Le plaisir de rester actif
Par Jacques Vanden-Abeele
Université de Sherbrooke
Cette semaine, j’ai relu cet article que je vous avais fait paraitre en 2009. Depuis sa publication,
le concept a pris forme et a évolué dans notre milieu de santé. Mais, n’en demeure pas moins,
qu’il reste encore de l’éducation à faire à ce sujet.
En 2008, je voulais suivre une formation sur l’approche adaptative pour des personnes ayant
subi une opération aux hanches. En faisant mes recherches, j’ai trouvé cet article écrit par mon
professeur de neurologie pendant mes études universitaires, M. Jacques Vanden-Abeele. Un
professeur exigeant, mais donc passionné par la neurologie. Il est décédé à 86 ans.
Pendant sa retraite, il travaille en laboratoire de motricité humaine au département de
kinanthropologie à la faculté d’éducation physique et sportive. Il est aussi chercheur associé au
groupe de recherche « Neurosciences computationnelles » à la faculté de génie. Il est alors
responsable des programmes pour les personnes avec difficultés de mouvement du groupe de
recherche et d’intervention en éducation physique et sportive adaptative. Heureusement qu’il
était à sa retraite !

> **LIGNES RÉPERTORIÉES**
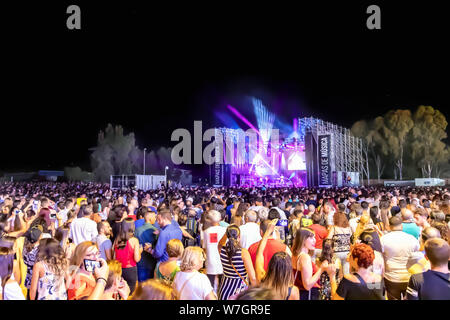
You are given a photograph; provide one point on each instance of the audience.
(84, 241)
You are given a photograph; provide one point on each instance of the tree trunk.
(400, 163)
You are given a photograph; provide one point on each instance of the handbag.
(245, 281)
(295, 277)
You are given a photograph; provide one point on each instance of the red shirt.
(321, 234)
(273, 246)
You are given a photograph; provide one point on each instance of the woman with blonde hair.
(153, 289)
(189, 284)
(279, 276)
(306, 273)
(168, 269)
(128, 251)
(49, 272)
(62, 235)
(116, 288)
(238, 271)
(82, 282)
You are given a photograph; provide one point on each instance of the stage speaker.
(312, 166)
(227, 175)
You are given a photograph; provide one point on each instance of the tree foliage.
(117, 154)
(411, 143)
(76, 174)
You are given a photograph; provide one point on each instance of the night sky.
(154, 69)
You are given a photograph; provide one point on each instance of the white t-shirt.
(249, 234)
(330, 217)
(256, 208)
(398, 247)
(83, 229)
(211, 238)
(282, 213)
(12, 291)
(354, 223)
(196, 285)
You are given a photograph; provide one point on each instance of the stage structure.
(141, 182)
(316, 153)
(334, 156)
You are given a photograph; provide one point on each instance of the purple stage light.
(240, 116)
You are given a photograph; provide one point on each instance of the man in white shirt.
(211, 238)
(258, 205)
(354, 221)
(275, 204)
(398, 247)
(83, 229)
(329, 212)
(250, 230)
(68, 205)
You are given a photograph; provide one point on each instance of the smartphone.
(90, 265)
(282, 223)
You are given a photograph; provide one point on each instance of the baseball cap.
(395, 221)
(34, 233)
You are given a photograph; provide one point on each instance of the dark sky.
(154, 69)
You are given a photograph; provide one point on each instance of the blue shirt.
(145, 234)
(169, 232)
(412, 229)
(228, 211)
(139, 223)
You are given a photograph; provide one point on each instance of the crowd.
(67, 241)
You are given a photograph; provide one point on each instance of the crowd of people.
(77, 241)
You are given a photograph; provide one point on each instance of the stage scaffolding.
(346, 149)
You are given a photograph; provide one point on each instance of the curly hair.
(364, 253)
(153, 289)
(232, 245)
(53, 255)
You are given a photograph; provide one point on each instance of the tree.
(373, 143)
(114, 153)
(117, 154)
(76, 174)
(394, 128)
(428, 149)
(361, 129)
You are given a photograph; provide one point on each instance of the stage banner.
(217, 173)
(324, 160)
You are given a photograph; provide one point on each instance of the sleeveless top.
(29, 258)
(238, 263)
(298, 276)
(325, 283)
(170, 278)
(341, 241)
(80, 279)
(51, 286)
(125, 256)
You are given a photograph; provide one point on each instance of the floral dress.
(325, 284)
(51, 286)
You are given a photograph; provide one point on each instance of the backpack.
(192, 229)
(305, 222)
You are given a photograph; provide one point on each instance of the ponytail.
(232, 245)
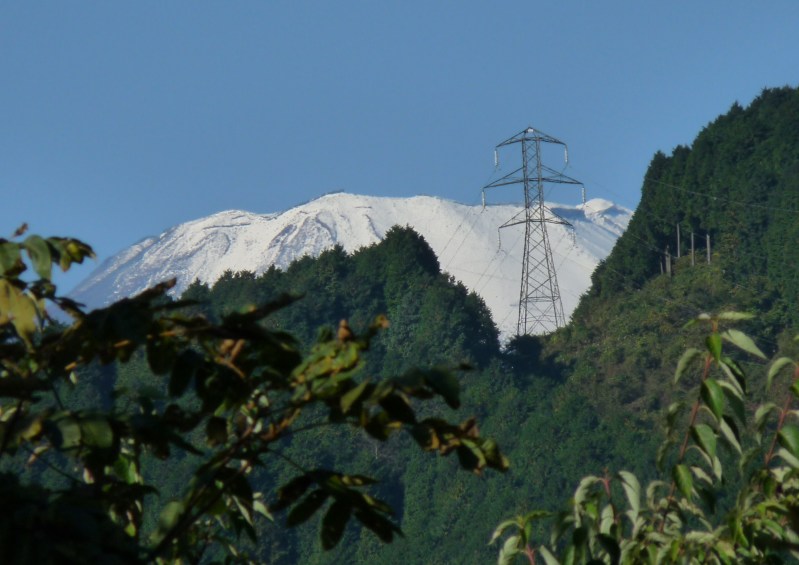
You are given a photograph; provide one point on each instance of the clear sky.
(121, 119)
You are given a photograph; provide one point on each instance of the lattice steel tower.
(540, 306)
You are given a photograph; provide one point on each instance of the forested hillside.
(587, 398)
(738, 183)
(543, 426)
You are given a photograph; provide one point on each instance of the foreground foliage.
(229, 394)
(726, 498)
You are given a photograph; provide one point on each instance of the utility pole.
(540, 306)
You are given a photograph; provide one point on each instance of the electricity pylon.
(540, 306)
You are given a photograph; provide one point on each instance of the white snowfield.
(465, 238)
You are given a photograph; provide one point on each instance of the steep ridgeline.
(465, 239)
(738, 182)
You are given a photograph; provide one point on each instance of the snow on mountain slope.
(465, 238)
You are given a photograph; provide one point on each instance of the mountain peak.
(465, 238)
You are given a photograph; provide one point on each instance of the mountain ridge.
(465, 238)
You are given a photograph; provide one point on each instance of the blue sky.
(121, 119)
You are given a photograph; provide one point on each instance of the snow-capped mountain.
(466, 239)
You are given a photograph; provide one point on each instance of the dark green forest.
(588, 398)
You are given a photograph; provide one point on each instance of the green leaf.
(690, 354)
(730, 432)
(292, 491)
(683, 479)
(306, 508)
(378, 524)
(713, 397)
(9, 258)
(789, 438)
(742, 341)
(776, 367)
(713, 344)
(632, 490)
(705, 437)
(735, 316)
(549, 559)
(763, 412)
(611, 546)
(333, 524)
(39, 253)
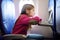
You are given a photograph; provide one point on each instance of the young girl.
(25, 20)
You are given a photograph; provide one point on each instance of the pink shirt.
(22, 24)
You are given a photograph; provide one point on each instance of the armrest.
(14, 36)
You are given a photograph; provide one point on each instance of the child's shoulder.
(23, 15)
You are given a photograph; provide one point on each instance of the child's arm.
(32, 21)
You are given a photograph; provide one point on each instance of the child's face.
(30, 12)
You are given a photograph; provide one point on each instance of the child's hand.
(33, 22)
(37, 19)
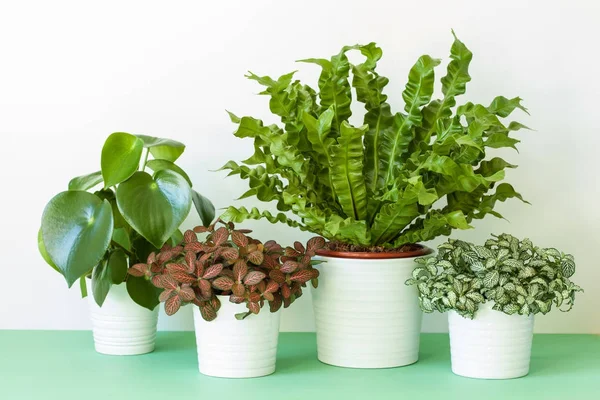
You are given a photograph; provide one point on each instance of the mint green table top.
(63, 365)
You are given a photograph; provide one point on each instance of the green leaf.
(76, 229)
(117, 266)
(346, 174)
(86, 182)
(159, 164)
(101, 282)
(155, 206)
(44, 253)
(143, 292)
(204, 207)
(163, 149)
(121, 237)
(121, 155)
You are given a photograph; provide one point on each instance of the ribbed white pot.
(494, 345)
(121, 327)
(230, 348)
(366, 317)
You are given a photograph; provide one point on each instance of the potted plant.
(113, 218)
(230, 277)
(492, 293)
(376, 190)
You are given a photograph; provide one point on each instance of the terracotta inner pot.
(424, 250)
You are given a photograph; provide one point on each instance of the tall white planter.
(366, 317)
(230, 348)
(121, 327)
(494, 345)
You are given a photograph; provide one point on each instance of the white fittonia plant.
(516, 276)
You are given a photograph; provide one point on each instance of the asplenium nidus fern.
(516, 276)
(401, 177)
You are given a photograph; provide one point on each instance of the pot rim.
(363, 255)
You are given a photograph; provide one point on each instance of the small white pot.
(121, 327)
(230, 348)
(366, 317)
(494, 345)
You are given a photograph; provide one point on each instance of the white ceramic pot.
(121, 327)
(494, 345)
(230, 348)
(366, 317)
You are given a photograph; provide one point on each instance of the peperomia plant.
(378, 184)
(229, 263)
(516, 276)
(99, 232)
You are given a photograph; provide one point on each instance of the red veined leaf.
(289, 266)
(164, 295)
(286, 291)
(189, 236)
(237, 299)
(172, 305)
(230, 253)
(272, 287)
(290, 252)
(205, 288)
(174, 267)
(183, 277)
(138, 270)
(208, 313)
(254, 297)
(275, 304)
(187, 293)
(253, 307)
(299, 247)
(277, 276)
(268, 296)
(256, 257)
(238, 289)
(304, 275)
(223, 283)
(239, 239)
(168, 282)
(315, 243)
(213, 271)
(200, 229)
(196, 247)
(240, 269)
(220, 236)
(254, 277)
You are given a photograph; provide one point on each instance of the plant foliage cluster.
(516, 276)
(229, 263)
(378, 184)
(86, 231)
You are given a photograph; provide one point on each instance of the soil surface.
(338, 246)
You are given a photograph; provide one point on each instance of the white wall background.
(73, 72)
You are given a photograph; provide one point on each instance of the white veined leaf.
(491, 279)
(510, 309)
(568, 267)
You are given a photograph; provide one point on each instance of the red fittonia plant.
(233, 264)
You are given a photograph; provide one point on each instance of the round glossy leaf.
(205, 208)
(158, 165)
(44, 253)
(155, 206)
(101, 282)
(120, 157)
(143, 292)
(77, 228)
(85, 182)
(117, 265)
(163, 149)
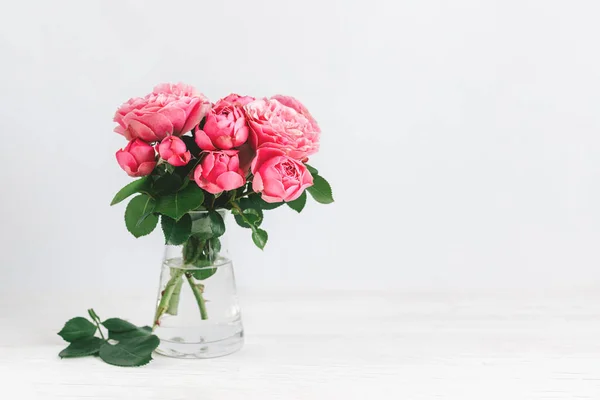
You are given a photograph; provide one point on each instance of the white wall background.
(462, 138)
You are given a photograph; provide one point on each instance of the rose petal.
(203, 141)
(230, 180)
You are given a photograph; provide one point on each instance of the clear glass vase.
(197, 313)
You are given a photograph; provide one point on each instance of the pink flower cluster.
(240, 137)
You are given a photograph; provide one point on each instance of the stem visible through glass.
(165, 299)
(197, 289)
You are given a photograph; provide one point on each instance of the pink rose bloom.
(225, 126)
(169, 110)
(277, 125)
(278, 177)
(289, 101)
(174, 151)
(137, 158)
(219, 171)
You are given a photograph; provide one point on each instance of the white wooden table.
(319, 345)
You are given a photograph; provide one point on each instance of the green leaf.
(191, 145)
(176, 205)
(313, 171)
(208, 225)
(299, 203)
(137, 332)
(168, 183)
(77, 328)
(118, 325)
(260, 237)
(140, 185)
(93, 315)
(215, 245)
(82, 347)
(260, 204)
(176, 232)
(321, 190)
(252, 212)
(146, 211)
(137, 219)
(130, 353)
(173, 306)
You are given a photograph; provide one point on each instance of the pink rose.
(174, 151)
(169, 110)
(278, 177)
(137, 158)
(225, 126)
(219, 171)
(277, 125)
(289, 101)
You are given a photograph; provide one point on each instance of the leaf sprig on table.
(126, 345)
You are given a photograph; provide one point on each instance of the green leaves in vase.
(129, 345)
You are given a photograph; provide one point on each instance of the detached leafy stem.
(96, 320)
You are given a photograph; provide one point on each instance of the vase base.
(219, 348)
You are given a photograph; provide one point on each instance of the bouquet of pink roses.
(242, 154)
(195, 162)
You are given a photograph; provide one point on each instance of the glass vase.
(197, 313)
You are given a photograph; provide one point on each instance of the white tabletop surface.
(328, 345)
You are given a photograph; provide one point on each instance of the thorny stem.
(197, 290)
(163, 305)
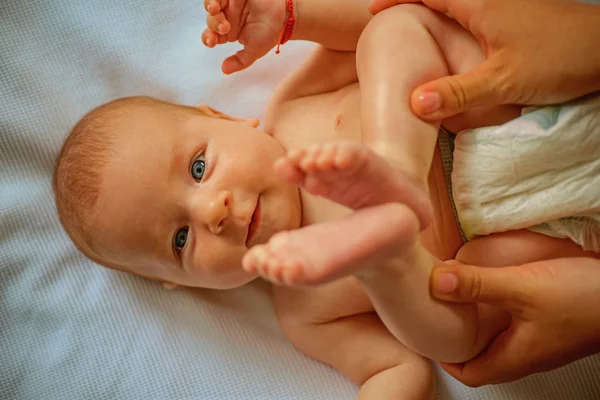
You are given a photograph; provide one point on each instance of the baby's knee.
(388, 27)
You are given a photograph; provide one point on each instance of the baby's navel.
(338, 121)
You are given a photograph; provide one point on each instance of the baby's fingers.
(239, 61)
(211, 39)
(214, 6)
(218, 23)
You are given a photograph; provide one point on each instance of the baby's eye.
(197, 169)
(180, 239)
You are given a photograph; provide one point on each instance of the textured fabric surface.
(72, 330)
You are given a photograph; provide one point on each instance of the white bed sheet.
(72, 330)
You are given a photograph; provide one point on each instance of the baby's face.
(184, 197)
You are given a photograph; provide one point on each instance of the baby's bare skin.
(352, 175)
(327, 113)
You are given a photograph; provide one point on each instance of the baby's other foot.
(323, 252)
(351, 174)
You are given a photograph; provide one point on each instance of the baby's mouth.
(254, 222)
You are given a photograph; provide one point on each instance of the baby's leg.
(395, 54)
(352, 175)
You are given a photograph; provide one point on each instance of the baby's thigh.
(459, 48)
(517, 248)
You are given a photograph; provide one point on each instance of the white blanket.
(72, 330)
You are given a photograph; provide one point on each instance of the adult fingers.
(469, 284)
(451, 95)
(502, 362)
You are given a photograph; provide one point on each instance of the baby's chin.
(225, 283)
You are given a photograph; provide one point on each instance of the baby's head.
(172, 193)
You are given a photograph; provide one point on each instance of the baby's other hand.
(256, 24)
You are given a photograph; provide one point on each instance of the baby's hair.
(80, 165)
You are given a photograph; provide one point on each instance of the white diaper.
(540, 171)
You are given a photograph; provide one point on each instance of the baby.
(180, 194)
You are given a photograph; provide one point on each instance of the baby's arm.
(257, 24)
(335, 324)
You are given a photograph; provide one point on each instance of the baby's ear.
(211, 112)
(169, 285)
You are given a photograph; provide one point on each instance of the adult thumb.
(470, 284)
(451, 95)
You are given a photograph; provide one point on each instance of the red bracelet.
(288, 27)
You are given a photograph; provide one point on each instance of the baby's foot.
(323, 252)
(351, 174)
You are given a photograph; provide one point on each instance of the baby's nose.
(217, 207)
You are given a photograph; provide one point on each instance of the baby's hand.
(256, 24)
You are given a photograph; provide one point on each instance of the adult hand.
(537, 52)
(555, 315)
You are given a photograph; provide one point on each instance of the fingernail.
(445, 283)
(429, 102)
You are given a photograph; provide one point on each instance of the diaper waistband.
(446, 145)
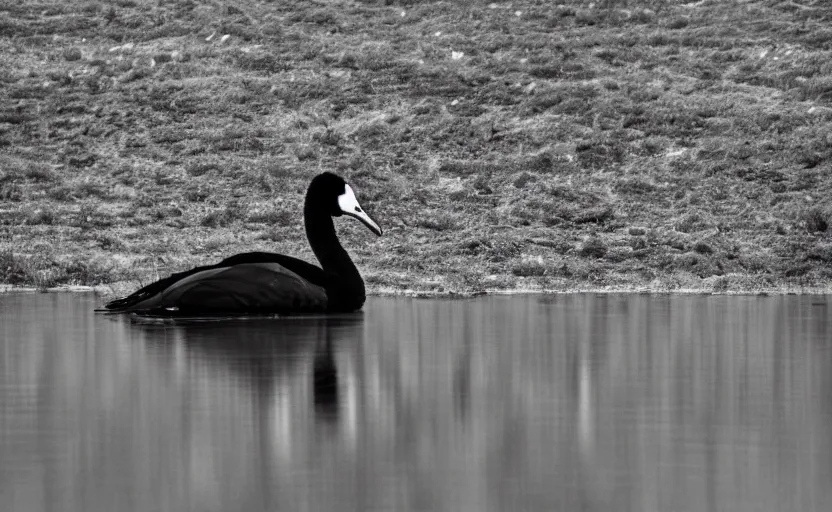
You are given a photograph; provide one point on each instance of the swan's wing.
(243, 288)
(306, 270)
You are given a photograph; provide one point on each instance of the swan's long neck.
(345, 288)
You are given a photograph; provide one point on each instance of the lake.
(563, 402)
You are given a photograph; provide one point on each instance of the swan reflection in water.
(249, 401)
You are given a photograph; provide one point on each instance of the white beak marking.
(349, 206)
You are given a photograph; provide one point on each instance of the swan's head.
(340, 199)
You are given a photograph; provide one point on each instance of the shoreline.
(107, 290)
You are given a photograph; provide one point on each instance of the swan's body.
(269, 283)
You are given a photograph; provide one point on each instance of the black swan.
(269, 283)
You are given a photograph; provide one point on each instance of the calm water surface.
(579, 402)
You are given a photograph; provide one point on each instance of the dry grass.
(634, 144)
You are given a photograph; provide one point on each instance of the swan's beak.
(349, 206)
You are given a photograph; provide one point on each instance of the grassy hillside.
(625, 144)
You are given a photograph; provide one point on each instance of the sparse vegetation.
(624, 144)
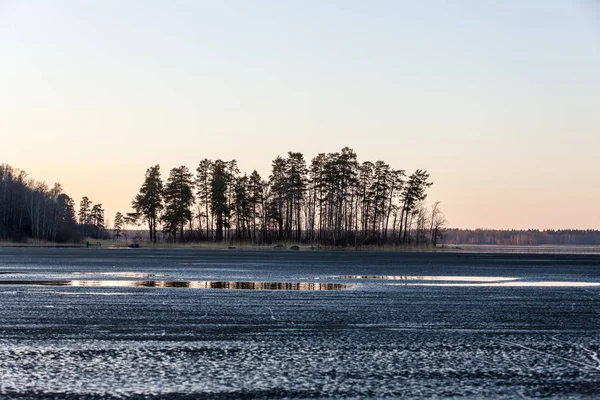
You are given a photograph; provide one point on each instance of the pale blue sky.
(499, 100)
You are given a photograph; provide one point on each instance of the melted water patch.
(508, 284)
(430, 278)
(120, 274)
(234, 285)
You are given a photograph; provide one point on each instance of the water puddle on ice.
(430, 278)
(120, 274)
(235, 285)
(508, 284)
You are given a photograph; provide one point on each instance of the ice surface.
(500, 338)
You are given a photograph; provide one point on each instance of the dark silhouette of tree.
(148, 203)
(96, 221)
(119, 223)
(220, 208)
(414, 192)
(179, 197)
(30, 209)
(203, 194)
(85, 213)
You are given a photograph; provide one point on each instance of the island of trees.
(334, 200)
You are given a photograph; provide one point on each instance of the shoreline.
(451, 248)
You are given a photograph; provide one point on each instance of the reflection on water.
(430, 278)
(188, 284)
(120, 274)
(508, 284)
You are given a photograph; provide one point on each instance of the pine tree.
(148, 203)
(119, 222)
(179, 197)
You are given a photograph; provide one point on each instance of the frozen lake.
(125, 323)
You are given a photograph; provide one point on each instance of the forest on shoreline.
(334, 201)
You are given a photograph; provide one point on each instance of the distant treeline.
(334, 200)
(530, 237)
(31, 209)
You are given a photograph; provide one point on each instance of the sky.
(498, 100)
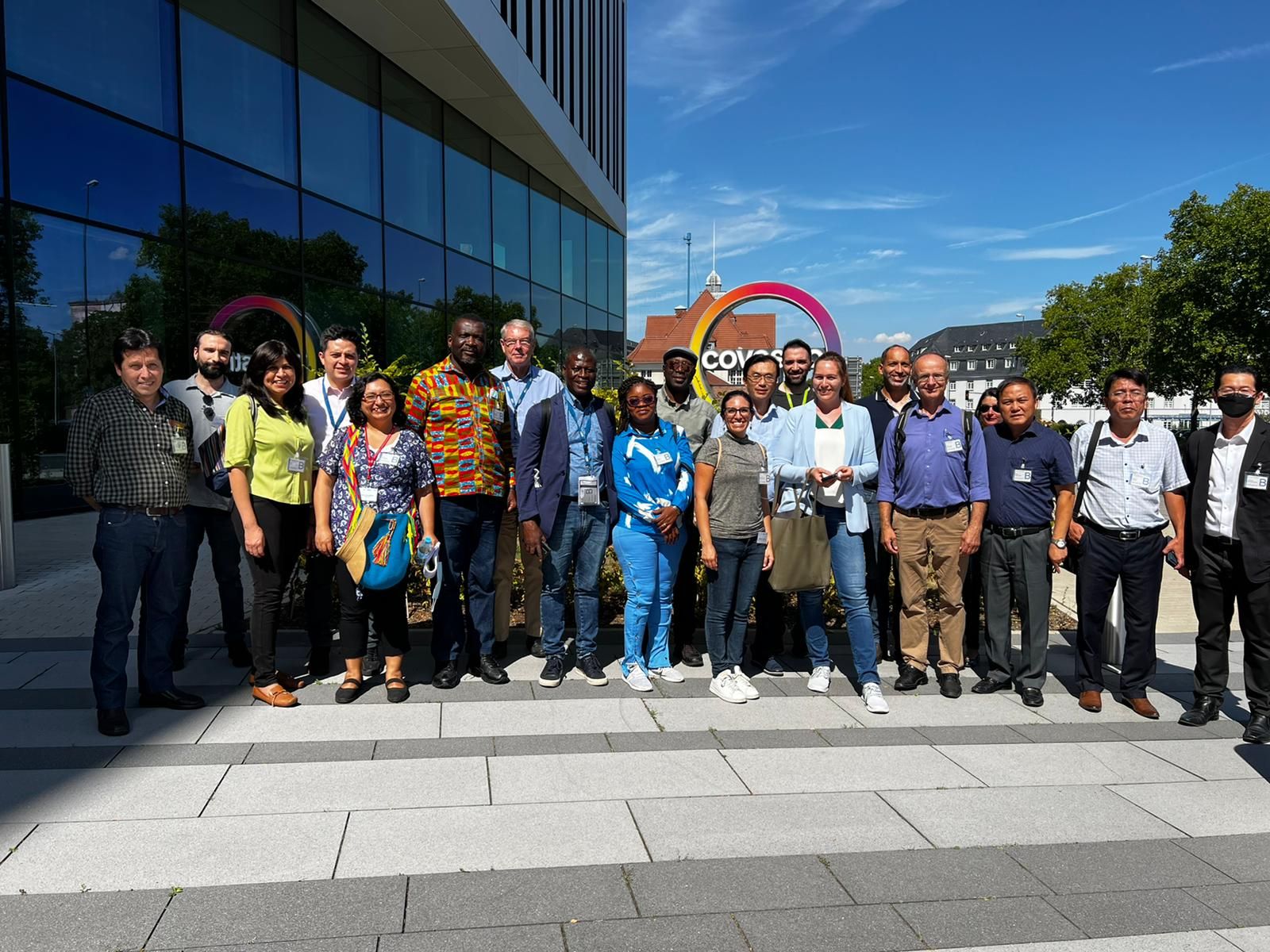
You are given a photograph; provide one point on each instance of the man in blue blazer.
(568, 505)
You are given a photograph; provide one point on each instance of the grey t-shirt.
(737, 494)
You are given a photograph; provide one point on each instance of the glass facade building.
(257, 165)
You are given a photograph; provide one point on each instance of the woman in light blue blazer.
(829, 447)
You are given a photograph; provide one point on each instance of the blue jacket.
(643, 482)
(795, 454)
(543, 482)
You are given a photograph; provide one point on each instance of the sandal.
(397, 695)
(346, 693)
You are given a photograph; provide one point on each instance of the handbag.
(800, 547)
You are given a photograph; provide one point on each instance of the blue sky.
(924, 163)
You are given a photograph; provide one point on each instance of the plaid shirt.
(121, 454)
(467, 428)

> **CONSIGNES À SUIVRE**
**a.** Indiquez si chacun des énoncés suivants concorde avec le texte sur le plaisir de rester actif, en répondant par oui ou par non et en citant textuellement les mots décisifs : (i) le professeur de neurologie est décédé à 86 ans ; (ii) l'article a paru pour la première fois en 2008 ; (iii) il était chercheur associé à la faculté de génie.
**b.** D'après le texte sur le plaisir de rester actif, dans quel département se trouve le laboratoire de motricité humaine où le professeur travaille pendant sa retraite ?
**c.** Rédigez la suite du texte sur le plaisir de rester actif, à partir de sa dernière phrase.

> **LISTE DES RÉPONSES**
**a.**
(i) Oui : « Il est décédé à 86 ans. »
(ii) Non : « cet article que je vous avais fait paraitre en 2009 »
(iii) Oui : « Il est aussi chercheur associé au groupe de recherche « Neurosciences computationnelles » à la faculté de génie. »

**b.** Au département de kinanthropologie, à la faculté d'éducation physique et sportive.

**c.**
Depuis la lecture de ses recherches en 2008, je n’ai plus vu le participant* avec difficulté de
mouvements de la même façon. Je pense plutôt qu’il doit s’organiser autrement pour rester
autonome et non dépendant du système médical et paramédical. Je vous résume son ouvrage.
Peut-être que vous aussi à votre tour vous vous questionnerez sur votre approche client ou
peut-être que ça confirmera davantage votre style d’enseignement.
*C’est pour cette raison que je préfère utiliser le mot participant plutôt que le mot client. Dans le mot participant, il y a le verbe participe. Il participe donc à sa réorganisation.
Dans le domaine de la santé, le médecin est l’ expert qui identifie le problème affectant la
personne malade. Et il prescrit les remèdes (Stalker & Jones, 1998). McKnight (1970) classe la
médecine parmi les « disabling professions », c’est-à-dire les professions qui créent des
incapacités. McKnight dit que la médecine transforme les besoins particuliers du patient par des
« incapacités ». Et la cause de ces incapacités se situe dans l’organisme biologique de la
personne.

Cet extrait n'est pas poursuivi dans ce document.